Supplied passage
11. In contrast, the inorganic or abiogenic theory of the origin of petroleum states that hydrogen and carbon come together at extreme temperatures and under great pressure far below the earth’s surface, and form oil and gas that is thus constantly (re)produced near the earth’s core. The oil and gas then seep through porous rocks to deposits in various natural underground traps.

12. According to Ministry of Oil and Energy statistics, in total 148 exploration boreholes, 39 appraisal drillings, 15 development wells, 20,000 km of gravity and airborne magnetometry, 5800 km² of 3D seismic, 96 km of 2D TFEM and more than 45,000 km of seismic 2D were made by various oil companies. Much of the 2D data dates from the beginnings of oil activities in Niger and is of poor quality (Sanda Citation2012).

13. The official estimations made by Esso and Petronas stated a quantity of oil reserves in the Agadem oil block of up to 324 million barrels and 350 billion cubic feet of gas. In 2008, the CNPC adjusted these estimations up to 744 million barrels of oil and 565 billion cubic feet of gas. The latest estimations are as high as 1 billion barrels of oil. Nevertheless, these are still low compared to the oil reserves of the major African oil-producing countries (Algeria, Libya, Nigeria and Angola).

14. The word “pragmatism” refers to a differentiation between Tandja, who “first acts and then talks”, and derogative claims of “intellectualism” against Issoufou, who “first talks and then (never) acts”.

15. China’s reputation for non-interference does not match reality. Examples of this include their conditions of Taiwan’s non-recognition, the conditions incorporated in infrastructure-for-resources-deals, and the markets for Chinese products opening up with every new business contract.

16. It is worth noting that this speech was widely circulated among the Nigerien population with “Chinese” mobile phones. These phones had the technical capacity to transfer and exchange data files with internal memory cards and Bluetooth. When I arrived in Diffa in May 2011 and presented myself to the governor with a mission order from a national research institute to do research about natural resources and social change, he immediately deployed tactics of intimidation, telling me that he would call the president, the ministries, the university and the national research institute, because I apparently lacked appropriate research authorization. He then called the chief of police, who took me for questioning, asking me about where I had been and whom I had talked to. I was immediately expelled from the region, and had to return to the capital the next morning. Although the era of Tandja was already over, it became apparent that I was taken for a spy. This was not only due to Tandja’s politics, but also to a seemingly omnipresent anxiety about foreign secret agents in Niger.

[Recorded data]
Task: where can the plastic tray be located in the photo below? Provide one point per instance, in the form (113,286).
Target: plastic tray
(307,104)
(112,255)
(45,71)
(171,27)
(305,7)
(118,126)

* * *

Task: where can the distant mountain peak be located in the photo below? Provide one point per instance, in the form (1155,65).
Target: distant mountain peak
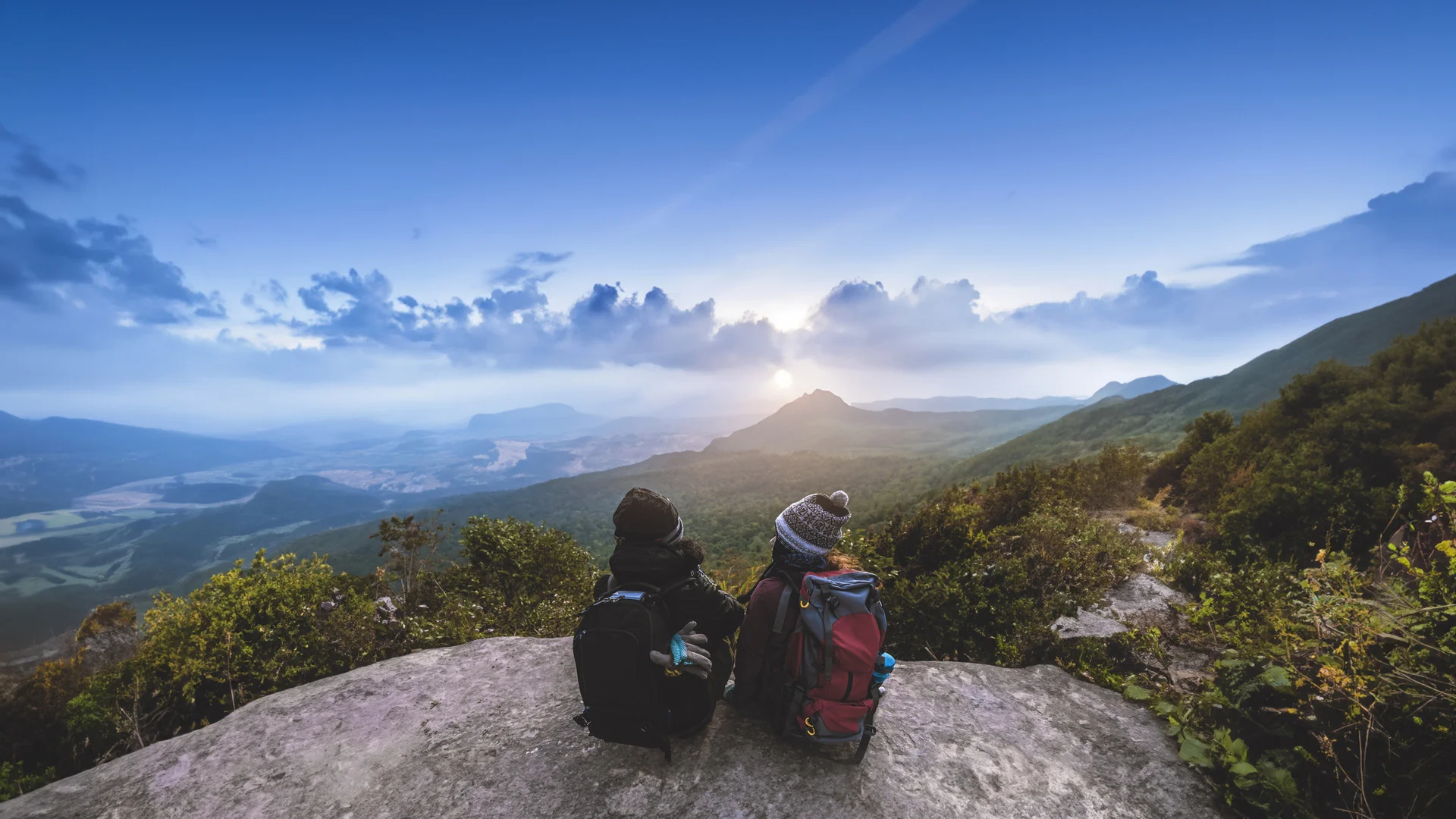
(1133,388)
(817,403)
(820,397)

Questions on the material
[1] Write out the Niger oil notes word for word, starting at "12. According to" and ending at "quality (Sanda Citation2012).".
[2] Carry on the Niger oil notes from the point where they stop.
None of the recorded data is needed here.

Task responses
[1]
12. According to Ministry of Oil and Energy statistics, in total 148 exploration boreholes, 39 appraisal drillings, 15 development wells, 20,000 km of gravity and airborne magnetometry, 5800 km² of 3D seismic, 96 km of 2D TFEM and more than 45,000 km of seismic 2D were made by various oil companies. Much of the 2D data dates from the beginnings of oil activities in Niger and is of poor quality (Sanda Citation2012).

[2]
17. All exchange rates from FCFA to US$ are from 26 February 2016.

18. Outside the capital Niamey, the lion’s share of fuel consumed is smuggled in from Nigeria. At the time, it was sold on the streets by small vendors for around 350 FCFA (US$0.59).

19. Before the announcement of the fuel price fix, civil society activists argued that 250 FCFA/liter was a responsible price.

20. I will argue in a different article that the Tazartché campaign was neither a spontaneous social movement, nor triggered by the oil contract. Closer inspection reveals that the idea of Tazartché existed well before the conclusion of the oil contract, and rather that the oil contract offered the ideological and financial means for its realization. Niger’s oil endeavor served as an ideological legitimization of Tazartché, but Tazartché itself has to be seen as a political conflict that points to the fact that politics are inherently related to struggles over resource access.

21. It is important to note here that the inflation of the state apparatus is seen in theories of the state in Africa (e.g. neopatrimonialism) as a general feature of politics rather than a particular feature of oil, as in the resource curse and rentier state paradigm.

22. Freedom scores attributed to Niger by freedomhouse.org (1 = most free; 7 = least free): 1999 (5.0); 2001 (4.0); 2002 (4.0); 2003 (4.0); 2004 (4.0); 2005 (3.0); 2006 (3.0); 2007 (3.0): 2008 (3.5); 2009 (3.5); 2010 (4.5); 2011 (4.5); 2012 (3.5); 2013 (3.5); 2014 (3.5); 2015 (3.5).